**TEXT SECTION:**
--------------------------------
The good news is that if the browsers offered this natively, websites wouldn't need their own implementation of this. And if it's in the client (the browser), you're most likely gonna be able to turn it off globally, just like how you like it.
Worst case scenario a user-script/extension could monkey patch it out, but probably clients will let you disable it.
sandstrom a day ago

This is not auto-translation.
Rather, it's an API developers can use to add inline translation to web apps.
For example, under a comment in your app, you can (a) detect the language, and (b) if it's different from the current users/browsers language, offer to translate it with a small link (c) if the user clicks the link, the content is translated to their language.
lofaszvanitt a day ago

But Reddit already does it! It's a new form of cultural colonisation by a headless society.

minus7 a day ago

I was excited that Firefox finally exposed its local translations as API, but it's Chrome-only (still?). Will be nice for userscripts, for example to replace Twitter's translation button that hardly ever works

troupo 19 hours ago

> I was excited that Firefox finally exposed its local translations as API, but it's Chrome-only (still?).
Bacause it was, is, and will be Chrome-only for the forseeable future: https://news.ycombinator.com/item?id=44375326

troupo a day ago

While this might be useful, be mindful:

- it's experimental

- the "specification" is nowhere near a standards track: https://webmachinelearning.github.io/translation-api/

Of course it's already shipped in Chrome, and now Chrome pretends that its own Chrome-only API is somehow standard. Expect people on HN to blame other browsers for not shipping this.

jazzypants a day ago

I've been pleasantly surprised by the last few conversations about this type of thing that I've seen. It seems like people are pretty sick of Chrome's IE proclivities.
moron4hire a day ago

This is the W3C standardization process.
The W3C is not a prescriptive standardization body. It doesn't have any regulatory power giving it any teeth to go after vendors acting in bad faith. So the W3C process is descriptive and encourages a period of competitive divergence in implementations. It is only after the early adopters have hammered on the features and figured out which parts they like best that a Web API can then start to get standardized.
- troupo a day ago
  
  > This is the W3C standardization process.
  Let me quote the site for you
  --- start quote ---
  This specification was published by the Web Machine Learning Community Group. It is not a W3C Standard nor is it on the W3C Standards Track.
  --- end quote ---
  > So the W3C process is descriptive and encourages a period of competitive divergence in implementations.
  That is exactly opposite of how the w3c standardization process works
  > It is only after the early adopters have hammered on the features and figured out which parts they like best that a Web API can then start to get standardized.
  Yes, and until then this work is not supposed to be enabled by default
  - moron4hire 7 hours ago
    
    You're quoting from their literal, W3C-format working draft, quoting the name of the W3C working group that has been formed to standardized this.
    Being "standards track" means the spec is out of draft and has been proposed. It does not mean "we intend to standardize this". It means, "we've put in all of the work to standardize this and are waiting on final acceptance".
    I don't know what you mean by "isn't supposed to be enabled by default". There is no mention of when browser vendors may or may not ship features in the standardization process.
--------------------------------
**AVAILABLE DATA:**
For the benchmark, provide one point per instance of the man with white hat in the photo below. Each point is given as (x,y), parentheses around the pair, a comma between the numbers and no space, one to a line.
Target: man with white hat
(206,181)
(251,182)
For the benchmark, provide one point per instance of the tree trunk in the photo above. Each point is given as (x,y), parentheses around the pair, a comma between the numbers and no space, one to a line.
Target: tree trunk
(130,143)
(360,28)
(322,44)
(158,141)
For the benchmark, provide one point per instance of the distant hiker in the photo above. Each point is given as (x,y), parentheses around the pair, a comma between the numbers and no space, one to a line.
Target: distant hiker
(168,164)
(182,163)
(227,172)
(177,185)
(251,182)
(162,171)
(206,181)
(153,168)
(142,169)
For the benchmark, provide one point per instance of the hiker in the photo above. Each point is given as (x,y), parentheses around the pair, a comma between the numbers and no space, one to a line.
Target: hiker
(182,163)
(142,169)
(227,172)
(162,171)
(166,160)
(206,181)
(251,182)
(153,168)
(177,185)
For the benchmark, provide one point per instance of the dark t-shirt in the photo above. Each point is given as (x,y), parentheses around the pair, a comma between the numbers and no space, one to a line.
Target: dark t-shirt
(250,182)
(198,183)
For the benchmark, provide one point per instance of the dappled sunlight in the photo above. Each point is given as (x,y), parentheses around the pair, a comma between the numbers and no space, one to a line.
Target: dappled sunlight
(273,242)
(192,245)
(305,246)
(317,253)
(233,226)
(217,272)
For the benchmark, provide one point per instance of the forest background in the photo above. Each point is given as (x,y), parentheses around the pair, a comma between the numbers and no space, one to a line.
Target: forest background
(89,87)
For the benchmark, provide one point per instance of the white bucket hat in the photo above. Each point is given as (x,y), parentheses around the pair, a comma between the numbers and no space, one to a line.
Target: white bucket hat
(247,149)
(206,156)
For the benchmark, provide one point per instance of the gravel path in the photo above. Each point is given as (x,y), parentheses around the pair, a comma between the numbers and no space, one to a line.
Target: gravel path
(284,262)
--------------------------------
**WORK REQUEST 1:**
List each distinct username that posted in the thread about the browser translation API, in order of first appearance and naming each one only once.
**WORK REQUEST 2:**
Pick up the thread about the browser translation API after its final sentence and carry the discussion forward.
The records have nothing to do with the thread about the browser translation API.

**REPLY 1:**
sandstrom, lofaszvanitt, minus7, troupo, jazzypants, moron4hire

**REPLY 2:**
    troupo 5 hours ago
    
    > You're quoting from their literal, W3C-format working draft, quoting the name of the W3C working group that has been formed to standardized this.
    The literal "Draft Community Group Report" (and not a working draft) is a literal link to w3c standardization process: https://www.w3.org/standards/types/#CG-DRAFT
    Since the words "not on the W3C Standards Track" from the document didn't persuade you, you could go to the actual w3c process and answer a few simple questions:
    - is "Draft Community Group Report" a document on a standards track?
    - what does it take to get on the standards track?
    - what does it take to "put in all of the work to standardize this and wait on final acceptance", and how many steps there are between "Draft Community Group Report" and this stage?
    > I don't know what you mean by "isn't supposed to be enabled by default".
    For a person who is so confidently talking about the w3c standards process, I'm surprised you don't.
    w3c doesn't explicitly state this. Except for the final few stages, all steps in the process contain the following: "Software MAY implement these specifications at their own risk but implementation feedback is encouraged."
    However.
    Since this is browsers we're talking about, it means that whatever browsers ship enabled by default will remain in the wild forever because people will immediately start depending on that implementation.
    Additionally, a standard cannot become a standard until there are at least two independent implementations of a proposed feature. This is to eliminate the possibility to ship purely internal APIs, or depend on a single library/implementor.
    So the way to do it, especially for APIs that are nowhere close to being "waiting for final acceptance" is: ship behind a flag, iron out issues and differences, perhaps change the API (and changes to API happen all the time), then ship.
    Of course, Chrome shits all over this process and just ships whatever it wants to ship.

indeyets a day ago

So, the browsers have to provide some means for choosing the desired translation engine (add-on API maybe?) and this is a standard API which all of the providers should implement.

right?

rhabarba a day ago

You had me at "Browser compatibility".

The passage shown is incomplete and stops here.